>> Begin Provided text
Dear leaders, I trust you have had a good and productive week. 

This week I am going to offer three ideas for you to consider. 

Why? I am often creating ideas for others to implement, my iMessage and WhatsApp is often pinged with someone asking for a framework or idea or new concept to try out. 

Over the last few months I have offered three or four ideas for friends and business owners to try out, so I thought I would share those with you. 

Podcast Clubs 

You have heard of book clubs and film clubs, this is podcast club, I have actually seen this work and it really helps people form a connection, in and out of work. 

It is important to find a podcast you connect with the host and theme and discuss the episode together. Some approach it like a listening party, so all listen together, others use time like a book club do to listen separately and then come together to discuss. 

Importantly, works in person, remotely and hybrid

Story-based podcasts work best, I would recommend masters of scale if you are in tech. 

Team Wordles

Wordle became a phenomenon and is an activity some tend to do alone, one company I recommend this to actually tackled it together, it made one activity every morning something to collaborate on and work through together. It becomes a competition and one to bury the rivalry.
>> End Provided text
> _Prompt A_
Copy out the newsletter on team activity ideas in full, without changing any of its wording.
>> Begin Records shown
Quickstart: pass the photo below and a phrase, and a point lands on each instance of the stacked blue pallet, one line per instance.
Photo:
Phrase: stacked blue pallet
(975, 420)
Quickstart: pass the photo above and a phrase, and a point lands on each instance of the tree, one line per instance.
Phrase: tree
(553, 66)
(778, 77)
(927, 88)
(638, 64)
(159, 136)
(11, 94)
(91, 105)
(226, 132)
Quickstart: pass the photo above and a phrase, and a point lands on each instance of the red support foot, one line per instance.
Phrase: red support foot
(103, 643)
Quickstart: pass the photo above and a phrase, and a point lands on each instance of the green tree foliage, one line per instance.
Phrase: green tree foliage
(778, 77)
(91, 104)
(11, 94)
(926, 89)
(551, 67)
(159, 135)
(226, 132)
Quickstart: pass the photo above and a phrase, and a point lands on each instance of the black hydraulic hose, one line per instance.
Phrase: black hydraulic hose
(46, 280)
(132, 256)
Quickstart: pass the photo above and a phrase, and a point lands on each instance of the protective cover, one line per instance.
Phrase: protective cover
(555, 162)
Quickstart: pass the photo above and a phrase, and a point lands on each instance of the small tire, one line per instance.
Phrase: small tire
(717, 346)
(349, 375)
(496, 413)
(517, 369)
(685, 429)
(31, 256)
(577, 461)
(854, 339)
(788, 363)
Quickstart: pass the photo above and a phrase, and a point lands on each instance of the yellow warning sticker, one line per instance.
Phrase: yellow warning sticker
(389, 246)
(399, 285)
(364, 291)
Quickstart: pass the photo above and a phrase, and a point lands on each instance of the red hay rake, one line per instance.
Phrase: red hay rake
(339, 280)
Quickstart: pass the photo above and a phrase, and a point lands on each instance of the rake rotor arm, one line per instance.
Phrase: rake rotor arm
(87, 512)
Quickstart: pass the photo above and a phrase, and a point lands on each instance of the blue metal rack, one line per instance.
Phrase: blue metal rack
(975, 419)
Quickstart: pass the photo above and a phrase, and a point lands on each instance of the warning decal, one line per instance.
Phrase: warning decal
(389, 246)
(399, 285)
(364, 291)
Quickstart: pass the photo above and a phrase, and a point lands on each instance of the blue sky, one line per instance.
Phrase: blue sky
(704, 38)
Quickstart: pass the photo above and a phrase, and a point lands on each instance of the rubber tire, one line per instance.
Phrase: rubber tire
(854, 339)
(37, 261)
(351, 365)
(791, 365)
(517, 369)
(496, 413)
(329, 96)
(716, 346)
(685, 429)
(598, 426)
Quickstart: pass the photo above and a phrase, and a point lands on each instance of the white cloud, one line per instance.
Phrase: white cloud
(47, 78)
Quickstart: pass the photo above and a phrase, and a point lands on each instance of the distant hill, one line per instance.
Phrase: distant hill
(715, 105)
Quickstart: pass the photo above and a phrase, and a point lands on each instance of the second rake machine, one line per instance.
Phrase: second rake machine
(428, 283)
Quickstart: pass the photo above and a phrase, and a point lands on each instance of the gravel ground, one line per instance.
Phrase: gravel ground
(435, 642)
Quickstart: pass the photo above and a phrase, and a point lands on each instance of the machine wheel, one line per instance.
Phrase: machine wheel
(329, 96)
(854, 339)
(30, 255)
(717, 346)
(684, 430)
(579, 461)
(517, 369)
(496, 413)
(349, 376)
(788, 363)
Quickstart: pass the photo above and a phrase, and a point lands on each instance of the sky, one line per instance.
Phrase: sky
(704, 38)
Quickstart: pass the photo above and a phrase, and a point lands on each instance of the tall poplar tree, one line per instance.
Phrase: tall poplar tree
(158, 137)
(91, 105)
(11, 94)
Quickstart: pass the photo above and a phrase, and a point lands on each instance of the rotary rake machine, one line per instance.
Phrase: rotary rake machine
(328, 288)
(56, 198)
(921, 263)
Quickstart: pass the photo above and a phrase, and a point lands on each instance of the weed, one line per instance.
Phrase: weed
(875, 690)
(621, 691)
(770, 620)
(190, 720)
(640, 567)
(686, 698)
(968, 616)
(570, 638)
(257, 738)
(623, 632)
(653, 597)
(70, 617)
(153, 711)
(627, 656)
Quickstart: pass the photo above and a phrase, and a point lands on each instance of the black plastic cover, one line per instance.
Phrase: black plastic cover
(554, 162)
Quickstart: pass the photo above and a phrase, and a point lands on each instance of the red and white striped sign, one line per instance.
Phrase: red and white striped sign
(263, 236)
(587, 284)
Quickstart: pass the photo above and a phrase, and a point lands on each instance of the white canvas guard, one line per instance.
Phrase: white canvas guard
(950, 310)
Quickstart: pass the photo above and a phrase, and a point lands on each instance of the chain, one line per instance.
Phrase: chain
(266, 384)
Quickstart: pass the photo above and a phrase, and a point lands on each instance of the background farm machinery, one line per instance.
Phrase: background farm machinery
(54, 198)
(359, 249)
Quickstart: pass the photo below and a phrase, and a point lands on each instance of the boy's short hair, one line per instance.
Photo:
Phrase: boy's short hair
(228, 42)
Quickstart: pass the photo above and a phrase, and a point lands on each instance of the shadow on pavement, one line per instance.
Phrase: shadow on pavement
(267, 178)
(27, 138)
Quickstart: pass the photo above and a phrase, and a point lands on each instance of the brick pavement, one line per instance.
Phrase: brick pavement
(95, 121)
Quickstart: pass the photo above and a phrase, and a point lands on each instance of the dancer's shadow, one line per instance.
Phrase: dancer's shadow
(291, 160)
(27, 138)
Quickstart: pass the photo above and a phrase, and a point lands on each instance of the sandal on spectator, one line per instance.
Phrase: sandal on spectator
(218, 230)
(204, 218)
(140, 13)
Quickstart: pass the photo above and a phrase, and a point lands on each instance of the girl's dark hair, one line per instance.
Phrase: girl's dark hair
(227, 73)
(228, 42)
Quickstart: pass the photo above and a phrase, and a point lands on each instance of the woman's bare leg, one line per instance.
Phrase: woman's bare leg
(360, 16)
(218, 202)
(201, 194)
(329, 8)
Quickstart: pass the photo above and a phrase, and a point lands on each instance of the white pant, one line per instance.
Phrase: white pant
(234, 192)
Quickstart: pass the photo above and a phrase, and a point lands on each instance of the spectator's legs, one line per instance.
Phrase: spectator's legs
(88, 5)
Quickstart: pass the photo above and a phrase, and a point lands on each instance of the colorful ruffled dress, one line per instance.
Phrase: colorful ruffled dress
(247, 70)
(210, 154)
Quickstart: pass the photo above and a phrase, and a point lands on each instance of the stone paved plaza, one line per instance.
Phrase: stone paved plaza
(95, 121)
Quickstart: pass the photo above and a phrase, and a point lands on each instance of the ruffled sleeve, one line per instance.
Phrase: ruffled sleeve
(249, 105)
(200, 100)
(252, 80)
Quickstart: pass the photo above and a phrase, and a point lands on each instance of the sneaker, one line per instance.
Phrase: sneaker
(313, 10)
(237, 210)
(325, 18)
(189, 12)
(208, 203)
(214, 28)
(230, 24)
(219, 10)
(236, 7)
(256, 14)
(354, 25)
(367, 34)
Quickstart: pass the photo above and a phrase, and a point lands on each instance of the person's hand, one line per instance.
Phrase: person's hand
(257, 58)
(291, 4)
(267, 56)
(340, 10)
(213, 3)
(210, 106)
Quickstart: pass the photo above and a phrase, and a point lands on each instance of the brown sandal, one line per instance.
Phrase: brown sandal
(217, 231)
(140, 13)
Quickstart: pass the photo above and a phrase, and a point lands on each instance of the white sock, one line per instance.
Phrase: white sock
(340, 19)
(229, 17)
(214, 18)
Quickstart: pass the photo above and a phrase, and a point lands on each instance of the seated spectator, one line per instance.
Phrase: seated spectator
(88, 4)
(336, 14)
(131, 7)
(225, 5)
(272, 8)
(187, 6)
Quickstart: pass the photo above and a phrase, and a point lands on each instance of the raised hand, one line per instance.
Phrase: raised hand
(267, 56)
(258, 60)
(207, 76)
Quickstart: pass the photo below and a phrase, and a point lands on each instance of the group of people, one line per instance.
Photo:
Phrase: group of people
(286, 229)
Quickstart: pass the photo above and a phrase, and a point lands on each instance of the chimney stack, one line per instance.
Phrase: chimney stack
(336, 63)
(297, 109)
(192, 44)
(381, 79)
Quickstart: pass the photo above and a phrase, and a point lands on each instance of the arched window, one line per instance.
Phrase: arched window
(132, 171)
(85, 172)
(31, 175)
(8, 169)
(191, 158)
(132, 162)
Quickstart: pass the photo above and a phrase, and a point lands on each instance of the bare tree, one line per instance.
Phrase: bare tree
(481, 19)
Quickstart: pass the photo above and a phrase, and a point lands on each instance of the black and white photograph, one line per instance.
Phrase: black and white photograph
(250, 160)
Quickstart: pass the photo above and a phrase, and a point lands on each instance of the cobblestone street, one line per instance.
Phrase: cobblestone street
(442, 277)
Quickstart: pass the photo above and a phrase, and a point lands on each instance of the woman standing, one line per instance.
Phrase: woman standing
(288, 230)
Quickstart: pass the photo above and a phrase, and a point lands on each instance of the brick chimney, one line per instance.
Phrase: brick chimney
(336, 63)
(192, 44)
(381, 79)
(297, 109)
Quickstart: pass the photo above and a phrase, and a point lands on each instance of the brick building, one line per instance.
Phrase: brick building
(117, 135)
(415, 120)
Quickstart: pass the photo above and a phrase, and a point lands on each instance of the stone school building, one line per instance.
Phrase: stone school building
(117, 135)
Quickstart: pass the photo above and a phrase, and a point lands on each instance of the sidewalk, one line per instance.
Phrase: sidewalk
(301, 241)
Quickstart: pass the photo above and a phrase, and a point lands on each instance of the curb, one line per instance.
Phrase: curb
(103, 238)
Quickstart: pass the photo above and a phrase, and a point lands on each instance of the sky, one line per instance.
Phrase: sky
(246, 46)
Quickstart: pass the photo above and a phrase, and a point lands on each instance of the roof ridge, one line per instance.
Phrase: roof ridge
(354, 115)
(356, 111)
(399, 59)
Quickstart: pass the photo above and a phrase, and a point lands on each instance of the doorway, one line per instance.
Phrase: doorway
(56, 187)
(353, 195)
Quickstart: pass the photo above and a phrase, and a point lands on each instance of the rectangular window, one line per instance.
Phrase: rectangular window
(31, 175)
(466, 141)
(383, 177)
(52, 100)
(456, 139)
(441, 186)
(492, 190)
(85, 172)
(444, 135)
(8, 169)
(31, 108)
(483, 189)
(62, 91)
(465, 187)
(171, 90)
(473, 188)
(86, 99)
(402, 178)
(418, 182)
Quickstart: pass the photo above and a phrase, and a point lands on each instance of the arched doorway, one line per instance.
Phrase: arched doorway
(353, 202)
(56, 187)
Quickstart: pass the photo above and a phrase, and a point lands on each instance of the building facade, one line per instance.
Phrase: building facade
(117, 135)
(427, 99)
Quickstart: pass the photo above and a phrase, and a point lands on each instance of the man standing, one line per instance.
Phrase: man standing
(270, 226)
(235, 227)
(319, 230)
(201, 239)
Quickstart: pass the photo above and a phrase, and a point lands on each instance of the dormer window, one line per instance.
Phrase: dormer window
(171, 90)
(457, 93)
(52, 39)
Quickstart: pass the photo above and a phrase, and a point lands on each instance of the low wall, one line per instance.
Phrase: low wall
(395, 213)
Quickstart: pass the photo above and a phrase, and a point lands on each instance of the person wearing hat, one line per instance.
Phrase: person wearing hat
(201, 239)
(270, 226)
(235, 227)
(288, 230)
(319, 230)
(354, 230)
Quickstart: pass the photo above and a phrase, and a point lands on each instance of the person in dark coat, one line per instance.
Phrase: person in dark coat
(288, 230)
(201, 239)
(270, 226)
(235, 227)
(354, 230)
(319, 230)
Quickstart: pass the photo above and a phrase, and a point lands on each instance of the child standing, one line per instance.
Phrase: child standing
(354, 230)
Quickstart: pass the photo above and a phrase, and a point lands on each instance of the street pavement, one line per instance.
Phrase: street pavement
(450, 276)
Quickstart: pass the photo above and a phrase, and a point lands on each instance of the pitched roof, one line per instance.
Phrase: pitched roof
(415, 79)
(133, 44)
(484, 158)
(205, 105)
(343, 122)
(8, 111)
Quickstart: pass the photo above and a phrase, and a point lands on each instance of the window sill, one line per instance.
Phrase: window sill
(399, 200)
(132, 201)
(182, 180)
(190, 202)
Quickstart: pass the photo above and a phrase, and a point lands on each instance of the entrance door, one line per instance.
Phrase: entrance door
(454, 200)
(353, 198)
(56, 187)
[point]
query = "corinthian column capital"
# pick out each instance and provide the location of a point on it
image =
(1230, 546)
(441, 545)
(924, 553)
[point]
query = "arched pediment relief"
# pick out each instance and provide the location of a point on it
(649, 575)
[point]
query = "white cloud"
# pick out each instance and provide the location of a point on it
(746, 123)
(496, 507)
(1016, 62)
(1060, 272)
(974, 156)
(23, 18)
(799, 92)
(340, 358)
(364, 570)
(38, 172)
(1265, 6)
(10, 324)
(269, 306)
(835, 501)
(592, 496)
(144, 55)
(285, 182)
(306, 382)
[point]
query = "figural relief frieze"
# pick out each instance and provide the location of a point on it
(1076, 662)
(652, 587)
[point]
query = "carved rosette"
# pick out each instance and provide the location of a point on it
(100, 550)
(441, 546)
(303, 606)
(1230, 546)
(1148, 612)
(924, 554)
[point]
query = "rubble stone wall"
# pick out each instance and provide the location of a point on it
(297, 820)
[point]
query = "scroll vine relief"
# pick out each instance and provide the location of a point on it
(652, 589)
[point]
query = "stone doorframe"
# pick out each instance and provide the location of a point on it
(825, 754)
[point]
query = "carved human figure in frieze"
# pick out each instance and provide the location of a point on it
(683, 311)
>> End Records shown
> _Prompt B_
Starting at the record line that contains "door, one line per instance." and ending at the final line of the records, render those lines as a numbered list with blank lines omitted.

> _Reply A_
Dear leaders, I trust you have had a good and productive week. 

This week I am going to offer three ideas for you to consider. 

Why? I am often creating ideas for others to implement, my iMessage and WhatsApp is often pinged with someone asking for a framework or idea or new concept to try out. 

Over the last few months I have offered three or four ideas for friends and business owners to try out, so I thought I would share those with you. 

Podcast Clubs 

You have heard of book clubs and film clubs, this is podcast club, I have actually seen this work and it really helps people form a connection, in and out of work. 

It is important to find a podcast you connect with the host and theme and discuss the episode together. Some approach it like a listening party, so all listen together, others use time like a book club do to listen separately and then come together to discuss. 

Importantly, works in person, remotely and hybrid

Story-based podcasts work best, I would recommend masters of scale if you are in tech. 

Team Wordles

Wordle became a phenomenon and is an activity some tend to do alone, one company I recommend this to actually tackled it together, it made one activity every morning something to collaborate on and work through together. It becomes a competition and one to bury the rivalry.

> _Reply B_
1. Quickstart: pass the photo above and a phrase, and a point lands on each instance of the entrance door, one line per instance.
2. Phrase: entrance door
3. (454, 200)
4. (353, 198)
5. (56, 187)
6. [point]
7. query = "corinthian column capital"
8. # pick out each instance and provide the location of a point on it
9. image =
10. (1230, 546)
11. (441, 545)
12. (924, 553)
13. [point]
14. query = "arched pediment relief"
15. # pick out each instance and provide the location of a point on it
16. (649, 575)
17. [point]
18. query = "white cloud"
19. # pick out each instance and provide the location of a point on it
20. (746, 123)
21. (496, 507)
22. (1016, 62)
23. (1060, 272)
24. (974, 156)
25. (23, 18)
26. (799, 92)
27. (340, 358)
28. (364, 570)
29. (38, 172)
30. (1265, 6)
31. (10, 324)
32. (269, 306)
33. (835, 501)
34. (592, 496)
35. (144, 55)
36. (285, 182)
37. (306, 382)
38. [point]
39. query = "figural relief frieze"
40. # pick out each instance and provide the location of a point on it
41. (1076, 662)
42. (652, 587)
43. [point]
44. query = "carved rosette"
45. # pick out each instance and provide the location of a point on it
46. (100, 550)
47. (441, 546)
48. (303, 606)
49. (1230, 546)
50. (1148, 612)
51. (924, 554)
52. [point]
53. query = "rubble stone wall"
54. # pick out each instance and provide the location of a point on it
55. (297, 820)
56. [point]
57. query = "scroll vine relief"
58. # pick out each instance and provide the location of a point on it
59. (652, 589)
60. [point]
61. query = "stone doorframe"
62. # pick out each instance and provide the location of a point on it
63. (825, 754)
64. [point]
65. query = "carved human figure in frieze"
66. # pick out each instance and provide the location of a point on it
67. (683, 311)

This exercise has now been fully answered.